Exercise goal
Please continue the essay on the news and C. S. Lewis's habit of reading old books, starting right after its last sentence.

Life comes at us at a furious tempo enhanced by these new technologies. Which leads me to the news. The news is no longer arriving on our doorstep in print form and in our living rooms through three broadcast channels. The news shows up as headlines on our phone’s widget, in our RSS readers, in our social media feeds, not to mention the 24/7 news cycles of multiple broadcast channels. The transformation of the news from the domain of a few professional journalism outlets to the multivarious avenues of delivery today has made a lasting impact on our society, our culture and even our individual psyches. The multiplication of news has not made us a more informed populace. Instead, the phrase “fake news” emerged revealing a deep mistrust in all stripes of news media. In this article I would like to explore a few perspectives that will hopefully enable us to train our students to withstand the onslaught of contemporary news, which I believe has exacerbated the difficult landscape of the post-iPhone era.

The Example of C. S. Lewis

It behooves us to consider the sage advice of C. S. Lewis: read old books. This advice really speaks into our educational renewal movement. It is not that the old books distract us from the present. We are not burying our heads in the sands of days gone by while the world around us burns. No, instead we are gaining valuable perspective. The books that have stood the test of time contain insights that transcend the particulars of any given timeframe. It was said that when Lewis was introduced to a newsworthy event, despite the fact that he didn’t read the news, he had incisive thoughts about current events. This was because his reading of old books informed his thinking so that he could address the pressing concerns of his day from a well-considered perspective. Now, to be fair, Lewis did from time-to-time read the news. It is inevitable that one takes a glance at items of present-day concern. But his regular practice was to ignore the news in preference to literary and philosophical writings.

C.S. Lewis

I remember reading Lewis’s Surprised by Joy and later Alan Jacob’s The Narnian while working on my PhD. At the time I had numerous news sources dumping headlines into my RSS feed. It struck me that Lewis’s habit of ignoring the news might be a way for me to clear out both the time and the headspace to make significant progress on my research and writing. Even though I wouldn’t be up on the latest events when conversing with my colleagues over lunch, it was a sacrifice I was willing to make. Here is the quote that got me started on my journey of giving up on the news, from Surprised by Joy:

Even in peacetime I think those are very wrong who say that schoolboys should be encouraged to read the newspapers. Nearly all that a boy reads there in his teens will be seen before he is twenty to have been false in emphasis and interpretation, if not in fact as well, and most of it will have lost all importance. Most of what he remembers he will therefore have to unlearn; and he will probably have acquired an incurable taste for vulgarity and sensationalism and the fatal habit of fluttering from paragraph to paragraph to learn how an actress has been divorced in California, a train derailed in France, and quadruplets born in New Zealand.

Items
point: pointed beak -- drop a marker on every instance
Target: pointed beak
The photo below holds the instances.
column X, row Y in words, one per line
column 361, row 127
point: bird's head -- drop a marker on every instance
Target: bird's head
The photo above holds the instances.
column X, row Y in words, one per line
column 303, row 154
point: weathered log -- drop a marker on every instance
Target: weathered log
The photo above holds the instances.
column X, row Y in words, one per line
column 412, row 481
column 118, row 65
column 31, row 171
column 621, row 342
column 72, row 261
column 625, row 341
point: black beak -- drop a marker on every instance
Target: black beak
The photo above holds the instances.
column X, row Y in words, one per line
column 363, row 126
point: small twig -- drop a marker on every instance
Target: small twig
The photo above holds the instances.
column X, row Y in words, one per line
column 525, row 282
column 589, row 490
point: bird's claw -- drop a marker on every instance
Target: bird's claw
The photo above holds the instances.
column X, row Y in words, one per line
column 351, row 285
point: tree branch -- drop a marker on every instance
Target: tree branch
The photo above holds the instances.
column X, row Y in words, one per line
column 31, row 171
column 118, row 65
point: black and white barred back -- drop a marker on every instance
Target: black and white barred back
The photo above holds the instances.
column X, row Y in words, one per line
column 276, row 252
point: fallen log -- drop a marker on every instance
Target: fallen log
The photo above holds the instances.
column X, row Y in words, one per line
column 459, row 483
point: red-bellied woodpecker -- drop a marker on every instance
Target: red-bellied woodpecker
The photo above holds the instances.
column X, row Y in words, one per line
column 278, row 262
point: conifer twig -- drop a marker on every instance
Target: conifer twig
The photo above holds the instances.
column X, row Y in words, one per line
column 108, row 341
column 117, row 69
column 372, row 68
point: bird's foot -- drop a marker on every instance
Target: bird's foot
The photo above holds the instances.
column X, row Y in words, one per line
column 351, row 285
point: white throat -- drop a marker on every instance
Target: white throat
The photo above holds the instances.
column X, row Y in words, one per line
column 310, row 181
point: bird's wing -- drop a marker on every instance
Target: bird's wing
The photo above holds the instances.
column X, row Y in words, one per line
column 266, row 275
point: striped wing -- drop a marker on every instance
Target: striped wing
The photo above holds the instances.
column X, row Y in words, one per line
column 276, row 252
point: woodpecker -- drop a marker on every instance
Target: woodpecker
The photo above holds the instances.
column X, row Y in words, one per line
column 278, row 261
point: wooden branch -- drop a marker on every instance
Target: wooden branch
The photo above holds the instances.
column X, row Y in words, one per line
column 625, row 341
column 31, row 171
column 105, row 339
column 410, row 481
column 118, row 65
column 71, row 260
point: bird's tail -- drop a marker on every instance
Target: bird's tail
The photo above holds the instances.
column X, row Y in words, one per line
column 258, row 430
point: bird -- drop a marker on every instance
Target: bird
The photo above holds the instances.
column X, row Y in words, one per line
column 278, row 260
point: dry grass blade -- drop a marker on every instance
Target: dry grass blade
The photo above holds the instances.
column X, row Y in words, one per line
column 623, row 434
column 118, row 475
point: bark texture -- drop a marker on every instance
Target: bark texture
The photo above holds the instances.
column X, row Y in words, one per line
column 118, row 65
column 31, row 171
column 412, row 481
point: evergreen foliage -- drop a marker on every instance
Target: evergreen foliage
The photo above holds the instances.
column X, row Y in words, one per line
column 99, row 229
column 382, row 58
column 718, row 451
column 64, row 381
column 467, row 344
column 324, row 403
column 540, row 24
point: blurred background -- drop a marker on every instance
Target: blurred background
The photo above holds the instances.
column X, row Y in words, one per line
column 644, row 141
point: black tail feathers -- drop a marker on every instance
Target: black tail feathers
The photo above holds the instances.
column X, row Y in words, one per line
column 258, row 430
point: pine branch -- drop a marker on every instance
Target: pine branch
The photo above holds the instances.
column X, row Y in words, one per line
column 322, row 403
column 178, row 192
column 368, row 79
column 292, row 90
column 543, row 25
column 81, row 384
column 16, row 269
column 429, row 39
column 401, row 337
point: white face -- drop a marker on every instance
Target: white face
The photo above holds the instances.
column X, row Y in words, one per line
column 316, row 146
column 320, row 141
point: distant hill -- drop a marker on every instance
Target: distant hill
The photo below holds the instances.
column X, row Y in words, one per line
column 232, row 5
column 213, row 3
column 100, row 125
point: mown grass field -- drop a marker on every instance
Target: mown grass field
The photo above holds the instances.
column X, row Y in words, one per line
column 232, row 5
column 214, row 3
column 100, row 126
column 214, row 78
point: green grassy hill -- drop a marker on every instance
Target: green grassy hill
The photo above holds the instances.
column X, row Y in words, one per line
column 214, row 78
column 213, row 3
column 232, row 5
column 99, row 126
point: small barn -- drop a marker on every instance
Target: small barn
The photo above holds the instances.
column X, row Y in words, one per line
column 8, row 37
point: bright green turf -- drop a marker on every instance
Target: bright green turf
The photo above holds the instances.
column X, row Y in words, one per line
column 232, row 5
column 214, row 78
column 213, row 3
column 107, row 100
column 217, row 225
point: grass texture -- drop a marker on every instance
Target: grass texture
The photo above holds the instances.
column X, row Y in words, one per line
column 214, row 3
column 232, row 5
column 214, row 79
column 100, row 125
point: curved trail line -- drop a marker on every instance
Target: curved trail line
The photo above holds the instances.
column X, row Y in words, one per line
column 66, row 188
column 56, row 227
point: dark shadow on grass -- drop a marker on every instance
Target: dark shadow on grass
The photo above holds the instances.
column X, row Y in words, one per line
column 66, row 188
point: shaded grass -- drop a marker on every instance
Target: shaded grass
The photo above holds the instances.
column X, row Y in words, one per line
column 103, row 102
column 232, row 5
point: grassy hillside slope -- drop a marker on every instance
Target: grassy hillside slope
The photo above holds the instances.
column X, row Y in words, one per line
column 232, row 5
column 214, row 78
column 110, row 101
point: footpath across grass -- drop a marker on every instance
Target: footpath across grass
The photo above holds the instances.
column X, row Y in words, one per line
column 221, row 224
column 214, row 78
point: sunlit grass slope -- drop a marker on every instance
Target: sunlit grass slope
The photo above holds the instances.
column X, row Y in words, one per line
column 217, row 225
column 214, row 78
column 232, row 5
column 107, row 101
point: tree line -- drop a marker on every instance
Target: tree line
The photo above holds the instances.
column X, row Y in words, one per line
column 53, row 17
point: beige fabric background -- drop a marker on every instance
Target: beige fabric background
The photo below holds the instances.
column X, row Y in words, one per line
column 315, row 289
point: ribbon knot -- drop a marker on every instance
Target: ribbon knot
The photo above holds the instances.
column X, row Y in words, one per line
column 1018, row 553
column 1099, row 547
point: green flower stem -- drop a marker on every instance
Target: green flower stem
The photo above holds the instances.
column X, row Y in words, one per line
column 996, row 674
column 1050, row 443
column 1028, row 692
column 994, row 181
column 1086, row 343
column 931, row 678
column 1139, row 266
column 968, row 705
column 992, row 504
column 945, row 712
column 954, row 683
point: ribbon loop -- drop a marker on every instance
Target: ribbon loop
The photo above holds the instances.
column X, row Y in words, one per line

Reply to the exercise
C. S. Lewis, Surprised by Joy (Harcourt, 1955), 159

Some of the key words and phrases that should jump out when reading this passage are “false,” “lost all importance,” “have to unlearn,” “vulgarity,” “sensationalism,” and “habit of fluttering.” This was Lewis in 1955, a decade after World War 2. Consider how much more these words and phrases offer a critique of our social media feeds. We swipe our finger on the iPhone scrolling for that which is sensational, probably vulgar, most likely false but above all is unimportant. As we try to make sense of our world, it turns out the news is one of the worst ways to gauge the way things really are.

The impact on our neurology has far-reaching consequences that we have yet to fully realize. In The Shallows, Nicholas Carr spells out how the internet impacts both our conscious and unconscious thinking as well as rewires our neurological networks. He writes:

The Net’s cacophony of stimuli short-circuits both conscious and unconscious thought, preventing our minds from thinking either deeply or creatively. Our brains turn into simple signal-processing units, quickly shepherding information into consciousness and then back out again.

Nicholas Carr, The Shallows (New York: Norton), 119

As we attempt to interact with our environment to understand the way things really are, the internet prevents us from the kind of deep reflection that would ultimately help us make sense of the world.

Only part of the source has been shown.